***** Quoted text

You are currently viewing What Is Interline Power Flow Controller (IPFC), Advantages, Disadvantages, Applications

What Is Interline Power Flow Controller (IPFC), Advantages, Disadvantages, Applications


Recent developments in FACTS research have led to a new device: the Interline Power Flow Controller (IPFC). This element consists of two (or more) series voltage source converter-based devices (SVSC) installed in two (or more) lines and connected at their DC terminals. Thus, in addition, to serially compensating the reactive power, each SSSC can provide real power to the common DC link from its own line.

The IPFC gives them the possibility to solve the problem of controlling different transmission lines at a determined substation. In fact, the under-utilized lines make available a surplus power that can be used by other lines for real power control. This capability makes it possible to equalize both real and reactive power flow between the lines, to transfer power demand from overloaded to underloaded lines, to compensate against resistive line voltage drops and the corresponding reactive line power, and to increase the effectiveness of a compensating system for dynamic disturbances (transient stability and power oscillation damping). Therefore, the IPFC provides a highly effective scheme for power transmission at a multi-line substation. The IPFC is a multi-line FACTS device.

**********

**Required task a:**
Retype the part of the interline power flow controller text that opens with the words containing "You are currently" and closes with "its own line.".

***** Records provided

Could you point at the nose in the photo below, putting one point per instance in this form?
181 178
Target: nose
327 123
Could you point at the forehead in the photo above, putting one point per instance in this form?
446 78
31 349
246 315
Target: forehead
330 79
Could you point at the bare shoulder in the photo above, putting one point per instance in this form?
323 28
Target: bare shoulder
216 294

**********

**Required task b:**
In the listing, replace "shoulder" with "arm" from the line containing "Could you point at the bare" through the end of the listing, keeping everything else the same. Give only those lines.

**Full output a:**
You are currently viewing What Is Interline Power Flow Controller (IPFC), Advantages, Disadvantages, Applications

What Is Interline Power Flow Controller (IPFC), Advantages, Disadvantages, Applications


Recent developments in FACTS research have led to a new device: the Interline Power Flow Controller (IPFC). This element consists of two (or more) series voltage source converter-based devices (SVSC) installed in two (or more) lines and connected at their DC terminals. Thus, in addition, to serially compensating the reactive power, each SSSC can provide real power to the common DC link from its own line.

**Full output b:**
Could you point at the bare arm in the photo above, putting one point per instance in this form?
323 28
Target: bare arm
216 294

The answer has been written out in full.